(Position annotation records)
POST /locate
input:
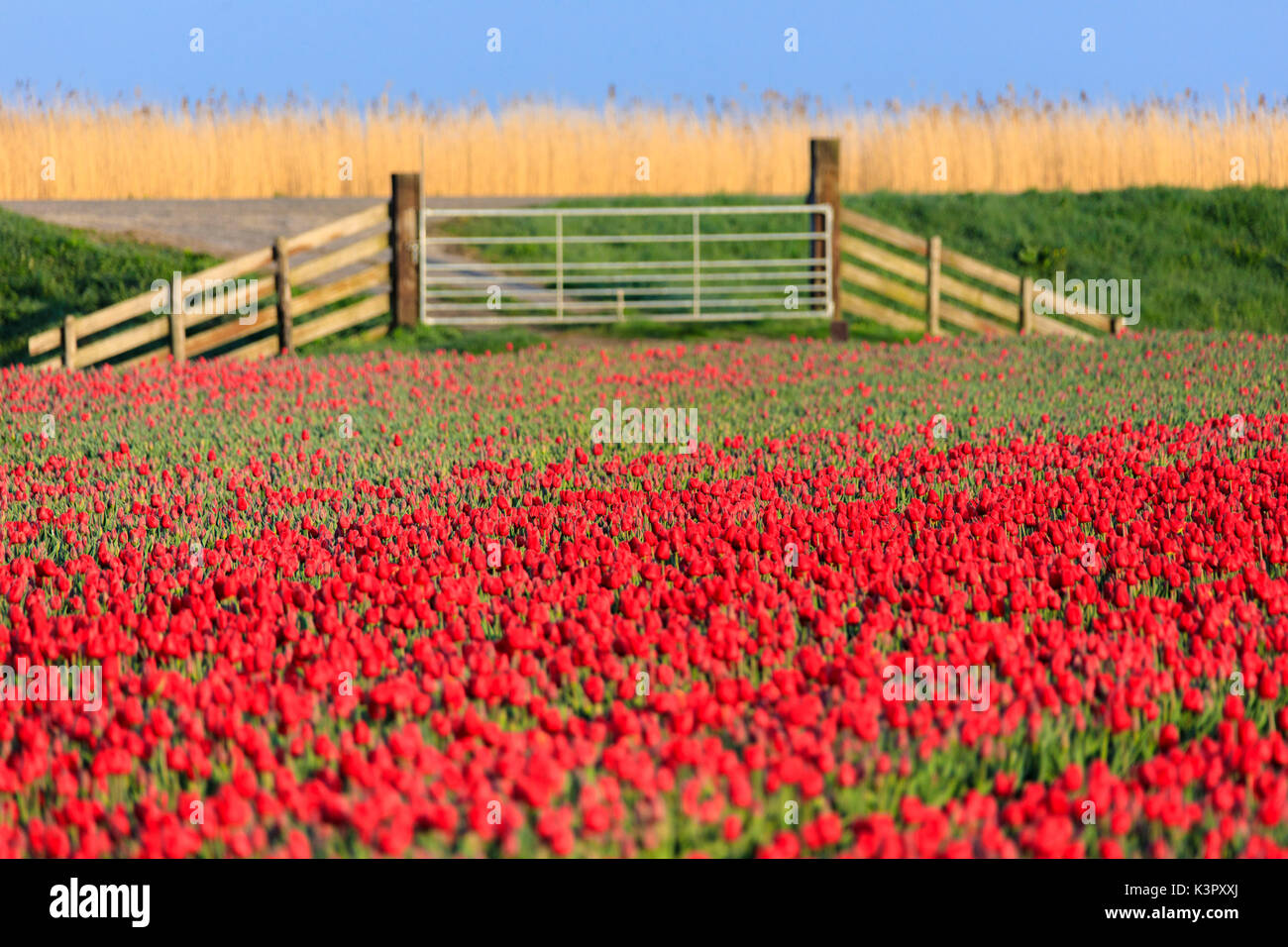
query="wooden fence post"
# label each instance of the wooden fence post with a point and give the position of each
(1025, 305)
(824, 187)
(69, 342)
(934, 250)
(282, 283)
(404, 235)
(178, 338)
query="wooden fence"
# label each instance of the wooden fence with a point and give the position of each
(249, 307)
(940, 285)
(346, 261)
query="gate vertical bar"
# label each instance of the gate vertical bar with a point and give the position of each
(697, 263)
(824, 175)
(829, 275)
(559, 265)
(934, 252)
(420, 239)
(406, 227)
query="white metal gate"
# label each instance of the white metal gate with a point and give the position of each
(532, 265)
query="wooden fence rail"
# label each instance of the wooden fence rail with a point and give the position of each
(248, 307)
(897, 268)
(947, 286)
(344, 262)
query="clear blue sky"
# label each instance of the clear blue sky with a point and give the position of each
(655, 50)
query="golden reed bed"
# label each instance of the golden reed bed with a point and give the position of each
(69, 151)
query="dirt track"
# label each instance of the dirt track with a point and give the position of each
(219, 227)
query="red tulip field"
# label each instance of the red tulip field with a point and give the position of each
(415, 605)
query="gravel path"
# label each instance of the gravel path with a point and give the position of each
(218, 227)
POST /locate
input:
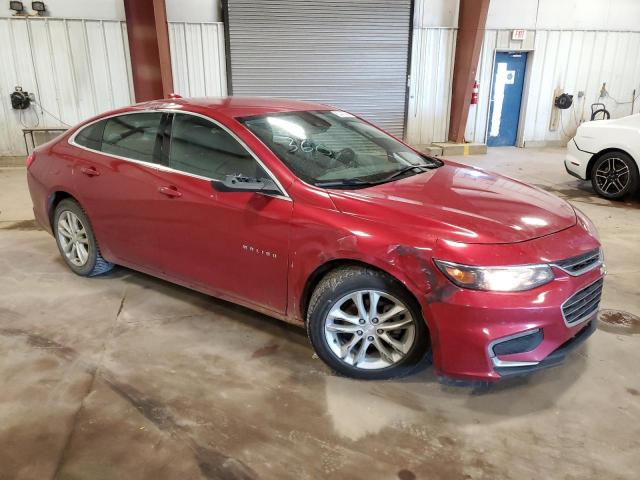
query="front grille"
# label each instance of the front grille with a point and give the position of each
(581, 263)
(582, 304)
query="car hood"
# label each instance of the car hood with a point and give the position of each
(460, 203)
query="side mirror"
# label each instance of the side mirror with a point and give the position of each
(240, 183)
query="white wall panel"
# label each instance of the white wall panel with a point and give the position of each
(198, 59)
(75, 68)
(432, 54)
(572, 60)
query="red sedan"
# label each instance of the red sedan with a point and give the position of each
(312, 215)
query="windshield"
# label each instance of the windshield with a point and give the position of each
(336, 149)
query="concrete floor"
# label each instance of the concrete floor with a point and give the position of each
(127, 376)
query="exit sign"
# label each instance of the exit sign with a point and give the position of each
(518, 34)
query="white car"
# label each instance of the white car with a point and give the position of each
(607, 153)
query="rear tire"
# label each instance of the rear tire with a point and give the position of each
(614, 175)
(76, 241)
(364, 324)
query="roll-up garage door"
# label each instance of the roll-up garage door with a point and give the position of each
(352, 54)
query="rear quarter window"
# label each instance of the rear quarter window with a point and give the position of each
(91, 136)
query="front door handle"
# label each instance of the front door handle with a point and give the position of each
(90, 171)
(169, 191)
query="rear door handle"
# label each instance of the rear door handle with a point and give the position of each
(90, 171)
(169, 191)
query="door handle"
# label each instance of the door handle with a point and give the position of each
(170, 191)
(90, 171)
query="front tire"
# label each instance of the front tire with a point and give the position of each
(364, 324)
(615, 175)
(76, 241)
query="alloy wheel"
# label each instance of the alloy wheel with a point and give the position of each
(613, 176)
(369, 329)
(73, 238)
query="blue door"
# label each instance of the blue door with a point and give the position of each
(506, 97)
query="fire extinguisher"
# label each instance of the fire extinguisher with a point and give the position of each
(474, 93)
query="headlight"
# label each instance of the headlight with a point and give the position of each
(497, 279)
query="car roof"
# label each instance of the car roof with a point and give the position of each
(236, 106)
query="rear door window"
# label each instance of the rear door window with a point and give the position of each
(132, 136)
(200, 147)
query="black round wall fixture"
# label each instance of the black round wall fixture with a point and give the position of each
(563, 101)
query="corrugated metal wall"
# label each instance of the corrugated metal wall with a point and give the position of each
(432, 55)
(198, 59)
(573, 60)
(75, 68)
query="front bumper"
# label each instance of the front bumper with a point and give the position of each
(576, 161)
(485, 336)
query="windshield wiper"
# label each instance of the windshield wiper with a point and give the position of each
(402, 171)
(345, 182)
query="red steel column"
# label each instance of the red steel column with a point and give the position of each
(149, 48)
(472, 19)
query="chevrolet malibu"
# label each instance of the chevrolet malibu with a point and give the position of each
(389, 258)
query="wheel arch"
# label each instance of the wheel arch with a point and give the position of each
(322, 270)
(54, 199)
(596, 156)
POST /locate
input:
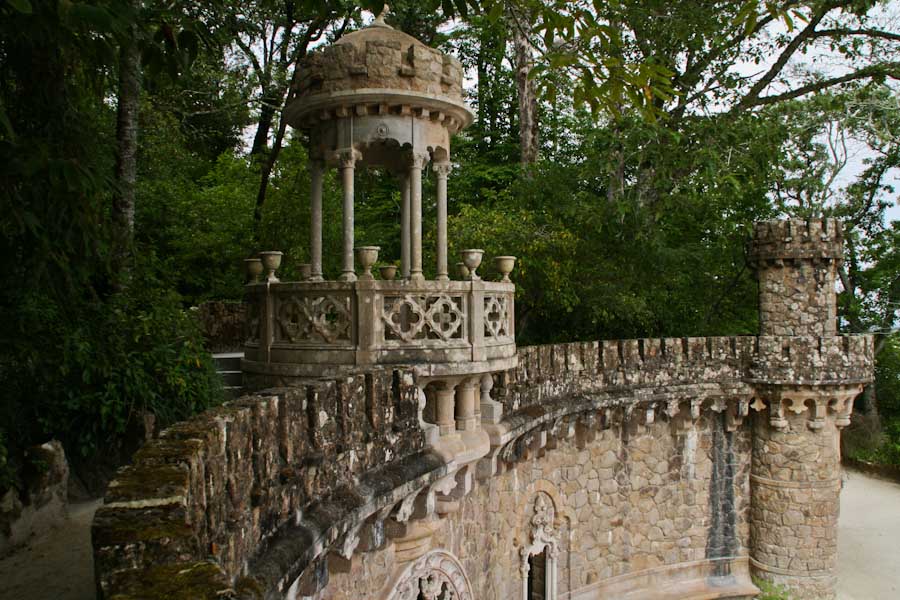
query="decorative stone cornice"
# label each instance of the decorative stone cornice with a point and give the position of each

OBJECTIVE —
Go through the listing above and quote it exactly, apart from its images.

COMPLETE ANSWER —
POST /locate
input:
query="wooden fence post"
# label each instance of the wooden fence post with a point and give the position of each
(1025, 305)
(824, 187)
(69, 342)
(934, 250)
(282, 283)
(404, 235)
(178, 338)
query="wooden fence"
# label each instance of the wooden fence with a point and give the position of each
(249, 307)
(940, 285)
(346, 261)
query="gate vertical bar"
# label each instance of the gate vertical bar with a point and give the position of each
(697, 263)
(824, 175)
(829, 275)
(559, 265)
(934, 252)
(420, 239)
(406, 227)
query="white metal gate"
# label each instance of the white metal gate with a point and give the position of each
(532, 265)
query="wooden fence rail"
# label each instance of the wooden fence rail with a point and give the position of each
(248, 307)
(897, 268)
(947, 286)
(344, 262)
query="clear blue sky"
# label each instance of the clear blue sky with a point and give the position of each
(655, 50)
query="golden reed bed"
# label each instance of the golden reed bed with a point and give the position of each
(69, 151)
query="dirt track"
# label each instance of the dirt track with a point and give the position of each
(219, 227)
query="red tulip field"
# label each instance of the red tulip field with a point and give the position of each
(415, 605)
query="gravel path"
# label each instance of the gravel path with a point and give the position of each
(218, 227)
POST /locate
input:
query="front grille"
# label each instance of the front grille with a point and give the position of each
(581, 263)
(582, 304)
query="car hood"
# label each instance of the car hood with a point and give the position of each
(460, 203)
query="side mirror"
# label each instance of the side mirror with a point and give the position of each
(240, 183)
query="white wall panel"
# label each instance of the white wall panel with a point and give the position of each
(198, 59)
(75, 68)
(432, 54)
(572, 60)
query="red sedan"
# label each instance of the red sedan with a point and give the position of each
(312, 215)
query="windshield"
# label each instance of the windshield with a point and give the position of each
(336, 149)
query="concrete floor"
# label each instance of the concrete floor with a point and give the position of each
(127, 376)
query="exit sign"
# label each instance of the exit sign with a point and give the position of each
(518, 34)
query="white car"
# label each instance of the white car with a point and give the position of each
(607, 153)
query="rear tire"
# label each instance of the rear tire with a point and give the position of each
(614, 175)
(76, 241)
(364, 324)
query="roll-up garage door"
# label each instance of the roll-up garage door with a point and give the position of each
(352, 54)
query="rear quarter window"
# label each instance of the rear quarter window with a point and give the position of each
(91, 136)
query="front door handle"
# label each instance of the front door handle with a point and give the position of each
(90, 171)
(169, 191)
query="rear door handle"
# label each instance of the rear door handle with a point and give the position of each
(90, 171)
(169, 191)
query="door handle"
# label each instance of the door handle with a point and give the position of each
(170, 191)
(90, 171)
query="front tire"
# label each instance of the front tire with a point and give the position of each
(364, 324)
(615, 175)
(76, 241)
query="alloy wheel"
# label each instance of the alloy wheel with a point and give the position of each
(613, 176)
(369, 329)
(73, 238)
query="blue door"
# label each instance of the blue door with a point and give the position of each
(506, 97)
query="fire extinguisher"
# label each instance of the fire extinguisher with a point and give the position of each
(474, 93)
query="headlight"
# label each instance of the headlight with a point and give the position of each
(497, 279)
query="car roof"
# label each instance of the car roof with a point and give the position of each
(236, 106)
query="rear door window"
# label each instance of the rear door window with a point and give the position of each
(132, 136)
(200, 147)
query="black round wall fixture"
# label each instance of the black round wall fixture with a point and give the position of each
(563, 101)
query="corrugated metal wall"
# label each instance of the corrugated metal wall with a point and give the position of each
(432, 55)
(198, 59)
(573, 60)
(75, 68)
query="front bumper"
# label each instance of the front bumper with a point and give the position of each
(576, 161)
(485, 336)
query="windshield wiper"
# label each instance of the windshield wiper with a point and give the position of each
(402, 171)
(345, 182)
query="red steel column"
# label each instance of the red steel column with a point and give the position of each
(149, 48)
(472, 19)
query="chevrolet malibu"
# label each instance of the chevrolet malibu with a point and give the position of each
(389, 258)
query="wheel arch"
# label each instance of the wheel arch with a point and give the position of each
(322, 270)
(54, 199)
(596, 156)
POST /locate
input:
query="decorative stone cornice"
# label each instance of the decorative stone cornice with a point and give the position of each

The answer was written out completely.